### Exercise instructions
Select each line in the entries below that contains the word "building", treating uppercase and lowercase as different.

Point annotation dataset records
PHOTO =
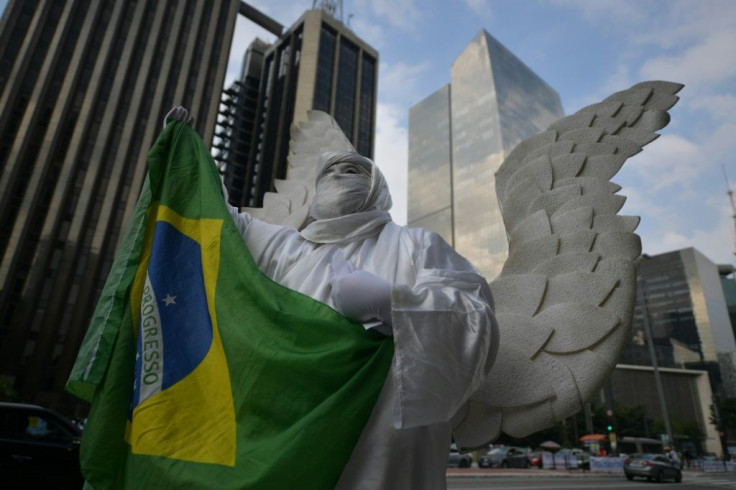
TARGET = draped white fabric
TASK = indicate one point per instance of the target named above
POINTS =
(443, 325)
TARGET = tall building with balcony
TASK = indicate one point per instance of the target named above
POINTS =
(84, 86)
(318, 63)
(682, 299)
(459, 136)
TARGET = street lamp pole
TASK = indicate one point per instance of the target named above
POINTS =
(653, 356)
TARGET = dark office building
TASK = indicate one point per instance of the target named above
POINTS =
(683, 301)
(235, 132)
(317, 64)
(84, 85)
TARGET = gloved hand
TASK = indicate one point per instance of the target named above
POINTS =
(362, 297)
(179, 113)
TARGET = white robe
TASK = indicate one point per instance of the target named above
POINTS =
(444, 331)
* * *
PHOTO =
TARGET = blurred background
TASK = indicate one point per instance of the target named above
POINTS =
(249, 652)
...
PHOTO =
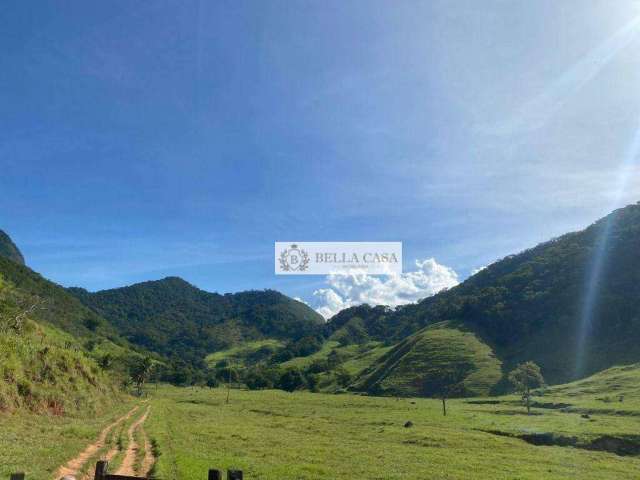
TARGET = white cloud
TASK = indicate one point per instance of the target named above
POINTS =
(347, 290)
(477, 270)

### Exercise solution
TARGET = tall building with balcony
TARGET = dark office building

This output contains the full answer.